* **DESCRIPTION OF THE TASK**: Here is a block of entries. Write out its lines exactly, from the first through the one containing "Could you identify the utility".

* **GIVEN DATA**:

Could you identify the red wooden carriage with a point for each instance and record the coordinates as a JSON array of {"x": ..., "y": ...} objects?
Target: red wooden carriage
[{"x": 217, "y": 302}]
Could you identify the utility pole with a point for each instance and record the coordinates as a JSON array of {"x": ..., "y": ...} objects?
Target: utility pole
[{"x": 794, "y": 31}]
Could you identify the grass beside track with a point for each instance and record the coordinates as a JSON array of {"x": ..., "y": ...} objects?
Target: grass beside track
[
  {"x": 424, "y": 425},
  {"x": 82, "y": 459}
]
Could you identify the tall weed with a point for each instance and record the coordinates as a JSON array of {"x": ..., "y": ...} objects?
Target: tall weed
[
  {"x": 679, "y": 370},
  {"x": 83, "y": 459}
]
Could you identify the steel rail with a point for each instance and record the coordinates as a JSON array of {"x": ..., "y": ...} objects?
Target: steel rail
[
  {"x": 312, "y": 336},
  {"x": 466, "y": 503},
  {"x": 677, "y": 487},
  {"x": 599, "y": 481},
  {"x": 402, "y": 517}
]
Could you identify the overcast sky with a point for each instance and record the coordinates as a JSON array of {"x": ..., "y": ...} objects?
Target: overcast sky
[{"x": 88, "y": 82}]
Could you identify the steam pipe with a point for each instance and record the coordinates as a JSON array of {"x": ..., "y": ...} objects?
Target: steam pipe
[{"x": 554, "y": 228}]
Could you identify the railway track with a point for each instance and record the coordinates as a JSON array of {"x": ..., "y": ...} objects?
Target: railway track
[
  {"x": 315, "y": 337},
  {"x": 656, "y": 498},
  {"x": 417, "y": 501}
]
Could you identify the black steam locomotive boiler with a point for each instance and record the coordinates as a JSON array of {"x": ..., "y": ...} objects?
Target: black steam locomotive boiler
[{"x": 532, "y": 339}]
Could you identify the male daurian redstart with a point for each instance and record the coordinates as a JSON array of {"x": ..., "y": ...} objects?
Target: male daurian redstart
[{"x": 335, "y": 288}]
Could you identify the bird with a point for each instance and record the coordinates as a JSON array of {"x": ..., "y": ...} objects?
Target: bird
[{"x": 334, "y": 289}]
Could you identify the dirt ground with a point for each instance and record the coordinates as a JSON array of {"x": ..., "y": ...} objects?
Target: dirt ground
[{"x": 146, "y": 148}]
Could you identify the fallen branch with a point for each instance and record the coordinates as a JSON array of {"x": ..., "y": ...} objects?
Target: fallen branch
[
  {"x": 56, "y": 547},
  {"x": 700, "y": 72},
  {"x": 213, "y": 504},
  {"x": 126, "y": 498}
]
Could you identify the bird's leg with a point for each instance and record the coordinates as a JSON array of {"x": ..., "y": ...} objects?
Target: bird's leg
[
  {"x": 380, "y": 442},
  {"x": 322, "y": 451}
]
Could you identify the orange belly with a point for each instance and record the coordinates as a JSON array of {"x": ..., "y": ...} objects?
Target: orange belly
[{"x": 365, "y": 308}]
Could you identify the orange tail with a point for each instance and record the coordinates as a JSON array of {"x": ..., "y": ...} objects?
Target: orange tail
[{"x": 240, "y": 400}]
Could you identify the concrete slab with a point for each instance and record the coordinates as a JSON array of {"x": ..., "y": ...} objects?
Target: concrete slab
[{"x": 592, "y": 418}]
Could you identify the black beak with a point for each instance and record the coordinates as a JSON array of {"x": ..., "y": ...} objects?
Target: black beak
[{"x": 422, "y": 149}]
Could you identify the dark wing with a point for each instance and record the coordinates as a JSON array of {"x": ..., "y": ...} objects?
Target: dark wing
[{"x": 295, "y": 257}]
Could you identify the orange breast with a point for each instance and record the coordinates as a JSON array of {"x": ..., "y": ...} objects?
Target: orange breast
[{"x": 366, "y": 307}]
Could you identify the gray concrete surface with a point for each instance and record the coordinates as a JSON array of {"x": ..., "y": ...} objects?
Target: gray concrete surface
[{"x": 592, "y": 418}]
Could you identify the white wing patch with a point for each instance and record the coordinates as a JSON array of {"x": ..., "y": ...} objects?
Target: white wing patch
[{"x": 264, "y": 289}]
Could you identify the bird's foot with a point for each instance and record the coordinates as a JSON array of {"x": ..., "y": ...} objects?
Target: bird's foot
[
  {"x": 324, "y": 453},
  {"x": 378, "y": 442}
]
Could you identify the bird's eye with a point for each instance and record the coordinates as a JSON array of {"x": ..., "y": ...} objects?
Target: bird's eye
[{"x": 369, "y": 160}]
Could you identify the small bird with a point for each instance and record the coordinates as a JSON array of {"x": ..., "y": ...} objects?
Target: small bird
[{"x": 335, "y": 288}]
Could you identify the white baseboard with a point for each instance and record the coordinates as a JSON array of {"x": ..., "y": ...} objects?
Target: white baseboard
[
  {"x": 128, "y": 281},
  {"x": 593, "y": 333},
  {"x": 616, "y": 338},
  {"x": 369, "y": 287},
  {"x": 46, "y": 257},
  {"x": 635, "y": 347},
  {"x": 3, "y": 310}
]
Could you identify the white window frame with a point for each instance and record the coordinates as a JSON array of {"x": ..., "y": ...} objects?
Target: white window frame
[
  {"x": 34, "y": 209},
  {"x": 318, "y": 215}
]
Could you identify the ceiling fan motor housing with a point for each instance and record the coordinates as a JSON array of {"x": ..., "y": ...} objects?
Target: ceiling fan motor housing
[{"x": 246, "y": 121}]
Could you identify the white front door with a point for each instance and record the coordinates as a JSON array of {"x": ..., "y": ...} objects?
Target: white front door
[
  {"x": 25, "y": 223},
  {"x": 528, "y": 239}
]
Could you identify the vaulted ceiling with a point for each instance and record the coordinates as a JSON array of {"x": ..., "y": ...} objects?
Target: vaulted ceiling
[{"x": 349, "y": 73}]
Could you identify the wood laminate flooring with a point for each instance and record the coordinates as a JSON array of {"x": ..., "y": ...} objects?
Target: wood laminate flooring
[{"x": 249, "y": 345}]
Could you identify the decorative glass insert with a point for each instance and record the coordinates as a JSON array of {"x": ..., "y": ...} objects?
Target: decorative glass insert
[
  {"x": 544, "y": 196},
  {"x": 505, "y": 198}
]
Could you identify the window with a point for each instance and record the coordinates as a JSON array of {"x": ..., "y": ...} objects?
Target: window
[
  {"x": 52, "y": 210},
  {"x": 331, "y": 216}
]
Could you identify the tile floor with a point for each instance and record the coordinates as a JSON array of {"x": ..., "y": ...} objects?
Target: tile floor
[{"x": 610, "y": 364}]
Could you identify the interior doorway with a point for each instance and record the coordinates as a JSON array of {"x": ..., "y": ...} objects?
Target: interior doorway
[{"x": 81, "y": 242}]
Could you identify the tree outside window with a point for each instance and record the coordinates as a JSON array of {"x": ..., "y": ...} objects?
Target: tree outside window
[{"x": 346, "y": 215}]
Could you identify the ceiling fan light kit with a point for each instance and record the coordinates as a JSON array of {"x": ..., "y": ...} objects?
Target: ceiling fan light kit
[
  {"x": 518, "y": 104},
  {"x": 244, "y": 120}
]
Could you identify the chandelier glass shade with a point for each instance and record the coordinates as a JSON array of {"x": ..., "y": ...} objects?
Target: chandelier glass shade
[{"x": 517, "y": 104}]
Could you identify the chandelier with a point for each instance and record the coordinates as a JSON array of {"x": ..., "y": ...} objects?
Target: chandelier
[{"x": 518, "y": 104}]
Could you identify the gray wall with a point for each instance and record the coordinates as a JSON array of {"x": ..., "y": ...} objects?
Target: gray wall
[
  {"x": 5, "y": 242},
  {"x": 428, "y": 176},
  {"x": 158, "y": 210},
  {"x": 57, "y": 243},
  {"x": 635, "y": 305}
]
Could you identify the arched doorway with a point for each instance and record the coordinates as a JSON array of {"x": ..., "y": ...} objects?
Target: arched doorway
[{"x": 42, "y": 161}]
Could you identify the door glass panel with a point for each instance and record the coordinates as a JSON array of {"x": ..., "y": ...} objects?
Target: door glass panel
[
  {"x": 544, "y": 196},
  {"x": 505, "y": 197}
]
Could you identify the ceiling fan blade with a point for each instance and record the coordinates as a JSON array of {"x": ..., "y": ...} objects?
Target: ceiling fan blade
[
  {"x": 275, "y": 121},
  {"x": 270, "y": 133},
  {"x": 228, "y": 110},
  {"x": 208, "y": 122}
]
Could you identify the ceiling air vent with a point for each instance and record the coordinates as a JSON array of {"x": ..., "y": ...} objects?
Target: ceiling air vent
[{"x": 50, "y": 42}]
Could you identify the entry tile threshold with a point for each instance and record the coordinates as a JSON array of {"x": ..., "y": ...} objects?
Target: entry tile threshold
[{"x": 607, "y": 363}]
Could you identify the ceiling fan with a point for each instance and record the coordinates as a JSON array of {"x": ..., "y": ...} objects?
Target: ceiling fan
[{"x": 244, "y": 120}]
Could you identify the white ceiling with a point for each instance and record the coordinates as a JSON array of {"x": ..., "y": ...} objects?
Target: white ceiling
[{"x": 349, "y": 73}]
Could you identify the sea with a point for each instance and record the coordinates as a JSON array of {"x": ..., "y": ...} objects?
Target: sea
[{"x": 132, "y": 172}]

* **EXERCISE RESULT**:
Could you identify the red wooden carriage with a point for each instance and record the coordinates as a JSON array of {"x": ..., "y": ...} objects?
Target: red wooden carriage
[{"x": 217, "y": 302}]
Could you identify the utility pole with a point for each instance and record the coordinates as a JSON array of {"x": ..., "y": ...} objects?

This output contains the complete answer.